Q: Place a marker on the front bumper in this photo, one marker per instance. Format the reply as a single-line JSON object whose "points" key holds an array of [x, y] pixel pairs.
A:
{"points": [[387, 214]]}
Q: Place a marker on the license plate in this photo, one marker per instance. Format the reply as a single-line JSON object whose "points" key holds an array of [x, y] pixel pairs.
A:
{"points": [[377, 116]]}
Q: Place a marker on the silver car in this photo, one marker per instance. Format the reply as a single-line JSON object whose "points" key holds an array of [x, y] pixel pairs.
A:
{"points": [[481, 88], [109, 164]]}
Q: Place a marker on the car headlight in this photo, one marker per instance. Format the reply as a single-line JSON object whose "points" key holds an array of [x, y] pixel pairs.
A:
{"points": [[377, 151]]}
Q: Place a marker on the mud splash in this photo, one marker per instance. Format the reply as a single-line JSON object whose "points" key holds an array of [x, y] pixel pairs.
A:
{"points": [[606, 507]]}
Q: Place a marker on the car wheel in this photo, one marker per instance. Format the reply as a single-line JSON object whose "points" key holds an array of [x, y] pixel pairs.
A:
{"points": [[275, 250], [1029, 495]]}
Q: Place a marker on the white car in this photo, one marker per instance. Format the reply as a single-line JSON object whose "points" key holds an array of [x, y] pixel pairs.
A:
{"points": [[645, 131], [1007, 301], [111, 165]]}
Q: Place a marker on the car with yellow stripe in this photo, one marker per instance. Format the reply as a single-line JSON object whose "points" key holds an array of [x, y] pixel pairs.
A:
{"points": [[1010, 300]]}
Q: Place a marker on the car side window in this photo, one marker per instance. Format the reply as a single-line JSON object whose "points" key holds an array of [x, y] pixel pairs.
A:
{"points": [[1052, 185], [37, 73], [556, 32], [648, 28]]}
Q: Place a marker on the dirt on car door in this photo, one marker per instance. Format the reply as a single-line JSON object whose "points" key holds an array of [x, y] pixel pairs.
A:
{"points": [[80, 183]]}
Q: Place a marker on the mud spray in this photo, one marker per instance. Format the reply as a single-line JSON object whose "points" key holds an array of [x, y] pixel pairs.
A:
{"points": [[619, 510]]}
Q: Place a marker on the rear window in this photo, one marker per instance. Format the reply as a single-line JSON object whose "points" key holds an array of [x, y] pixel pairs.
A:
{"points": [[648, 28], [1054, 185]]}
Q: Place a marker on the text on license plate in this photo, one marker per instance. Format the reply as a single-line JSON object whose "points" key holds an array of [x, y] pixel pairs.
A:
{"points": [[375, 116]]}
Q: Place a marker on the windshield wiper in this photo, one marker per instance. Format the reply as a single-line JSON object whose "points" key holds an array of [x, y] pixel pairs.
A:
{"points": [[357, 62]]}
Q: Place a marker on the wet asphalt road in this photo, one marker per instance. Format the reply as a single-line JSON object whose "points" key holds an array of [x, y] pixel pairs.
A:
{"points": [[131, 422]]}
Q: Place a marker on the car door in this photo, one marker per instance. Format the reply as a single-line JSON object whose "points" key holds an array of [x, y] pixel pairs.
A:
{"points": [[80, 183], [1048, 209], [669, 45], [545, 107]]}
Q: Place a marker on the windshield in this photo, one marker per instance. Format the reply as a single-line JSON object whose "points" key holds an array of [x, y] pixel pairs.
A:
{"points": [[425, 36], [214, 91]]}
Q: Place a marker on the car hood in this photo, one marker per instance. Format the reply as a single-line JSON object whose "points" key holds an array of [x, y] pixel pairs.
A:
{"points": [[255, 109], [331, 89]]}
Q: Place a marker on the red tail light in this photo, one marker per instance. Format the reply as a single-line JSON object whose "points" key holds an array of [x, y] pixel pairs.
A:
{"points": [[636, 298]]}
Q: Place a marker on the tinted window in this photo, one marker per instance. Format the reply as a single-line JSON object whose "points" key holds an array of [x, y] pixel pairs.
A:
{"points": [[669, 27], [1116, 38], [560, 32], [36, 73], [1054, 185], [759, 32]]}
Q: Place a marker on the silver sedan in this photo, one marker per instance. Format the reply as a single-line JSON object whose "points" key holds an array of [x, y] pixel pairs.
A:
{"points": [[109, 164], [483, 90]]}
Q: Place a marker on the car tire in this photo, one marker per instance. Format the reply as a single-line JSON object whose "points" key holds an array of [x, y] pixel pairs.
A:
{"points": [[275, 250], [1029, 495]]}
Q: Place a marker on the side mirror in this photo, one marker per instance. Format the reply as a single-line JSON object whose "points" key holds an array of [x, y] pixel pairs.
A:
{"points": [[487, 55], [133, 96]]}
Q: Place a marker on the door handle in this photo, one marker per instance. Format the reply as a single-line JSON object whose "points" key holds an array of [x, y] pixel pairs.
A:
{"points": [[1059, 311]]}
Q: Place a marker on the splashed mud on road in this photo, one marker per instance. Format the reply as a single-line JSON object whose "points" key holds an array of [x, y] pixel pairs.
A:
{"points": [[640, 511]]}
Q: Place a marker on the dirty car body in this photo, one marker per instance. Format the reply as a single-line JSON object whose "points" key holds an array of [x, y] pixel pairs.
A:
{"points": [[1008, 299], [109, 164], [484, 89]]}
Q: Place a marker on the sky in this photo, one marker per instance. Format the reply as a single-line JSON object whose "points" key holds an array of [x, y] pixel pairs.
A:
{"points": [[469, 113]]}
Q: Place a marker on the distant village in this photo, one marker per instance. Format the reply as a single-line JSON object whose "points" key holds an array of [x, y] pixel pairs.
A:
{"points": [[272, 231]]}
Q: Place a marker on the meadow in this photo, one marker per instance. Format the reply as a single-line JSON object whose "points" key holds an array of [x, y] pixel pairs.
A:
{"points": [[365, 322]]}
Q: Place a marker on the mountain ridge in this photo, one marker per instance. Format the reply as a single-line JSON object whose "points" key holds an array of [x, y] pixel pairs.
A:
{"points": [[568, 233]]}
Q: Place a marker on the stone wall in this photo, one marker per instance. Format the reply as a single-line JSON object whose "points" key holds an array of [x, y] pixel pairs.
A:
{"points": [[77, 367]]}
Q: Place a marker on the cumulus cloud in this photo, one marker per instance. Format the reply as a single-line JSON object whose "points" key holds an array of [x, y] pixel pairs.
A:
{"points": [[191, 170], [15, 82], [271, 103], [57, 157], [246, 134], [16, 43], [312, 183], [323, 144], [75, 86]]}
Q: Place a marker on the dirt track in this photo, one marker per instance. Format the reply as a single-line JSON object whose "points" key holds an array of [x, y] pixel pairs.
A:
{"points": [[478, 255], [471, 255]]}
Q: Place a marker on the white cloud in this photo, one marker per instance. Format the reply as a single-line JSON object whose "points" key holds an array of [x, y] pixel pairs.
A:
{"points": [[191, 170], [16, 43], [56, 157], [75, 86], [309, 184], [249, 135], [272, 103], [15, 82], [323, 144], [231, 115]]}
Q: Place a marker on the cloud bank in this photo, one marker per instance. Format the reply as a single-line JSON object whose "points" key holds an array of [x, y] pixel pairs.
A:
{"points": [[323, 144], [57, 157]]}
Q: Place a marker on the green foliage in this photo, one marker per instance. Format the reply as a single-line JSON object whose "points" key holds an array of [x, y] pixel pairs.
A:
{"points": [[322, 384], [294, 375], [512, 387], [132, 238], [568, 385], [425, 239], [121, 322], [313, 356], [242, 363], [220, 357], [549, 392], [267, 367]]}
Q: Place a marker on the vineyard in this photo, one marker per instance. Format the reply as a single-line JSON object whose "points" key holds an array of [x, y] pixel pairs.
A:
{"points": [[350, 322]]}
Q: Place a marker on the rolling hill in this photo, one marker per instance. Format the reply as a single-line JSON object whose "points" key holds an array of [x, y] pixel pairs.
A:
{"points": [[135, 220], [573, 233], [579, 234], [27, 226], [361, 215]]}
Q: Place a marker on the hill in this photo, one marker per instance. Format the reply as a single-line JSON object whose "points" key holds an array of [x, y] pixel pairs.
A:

■ ■ ■ ■ ■ ■ ■

Requirement
Each line from the one containing "Q: Place a marker on the white cloud" through the end of the entries, both included, is to be returned exactly, with no other lines.

Right answer
Q: Place a marker on the white cloud in this photo, one marker per instance. Format the reply as a single-line JSON object whose "points" key holds an array of [x, y] pixel pairs.
A:
{"points": [[191, 170], [16, 43], [56, 157], [75, 86], [309, 184], [249, 135], [272, 103], [15, 82], [323, 144], [231, 115]]}
Q: Place a marker on the cloud bank in this photo, one marker per instance. Format the reply as a single-line JSON object whose "points" key holds an array of [x, y] pixel pairs.
A:
{"points": [[323, 144], [57, 157]]}
Q: Place a marker on the green foliage in this photo, one marker per instance. Format the reply as a single-line JSON object whose "points" key holds an array of [x, y] pixel pairs.
A:
{"points": [[322, 384], [294, 375], [512, 387], [132, 238], [568, 385], [425, 239], [121, 322], [313, 356], [242, 363], [220, 357], [549, 392], [267, 367]]}
Q: Place a marker on the vineyard in this photo, one marker per instance. Format the reply as a single-line JSON object whose "points" key holds an array of [x, y] pixel pairs.
A:
{"points": [[350, 322]]}
Q: Place a marker on the rolling hill in this photo, one marker per instance. Format the reply as a single-line JSON object whose "points" key holds an array of [x, y] pixel pairs.
A:
{"points": [[135, 220], [573, 233], [579, 234], [27, 226], [361, 215]]}
Q: Place a marker on the hill in this photo, one marker per instance. Format the reply as a single-line JSON object whose "points" key holds an array of [x, y] pixel pairs.
A:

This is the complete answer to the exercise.